-- BEGIN EXTRACTED ENTRIES --

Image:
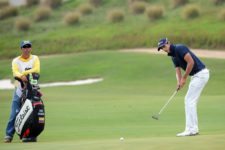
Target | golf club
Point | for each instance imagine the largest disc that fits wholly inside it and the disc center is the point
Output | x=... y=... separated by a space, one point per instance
x=156 y=116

-- END EXTRACTED ENTRIES --

Replace "golf club" with "club" in the data above, change nothing else, and leave out the pictures.

## [RESPONSE BELOW]
Image:
Target | club
Point | for each instance imagine the largest disc that fits wholly inside it and the disc center is the point
Output | x=... y=... separated by a space, one point per instance
x=156 y=116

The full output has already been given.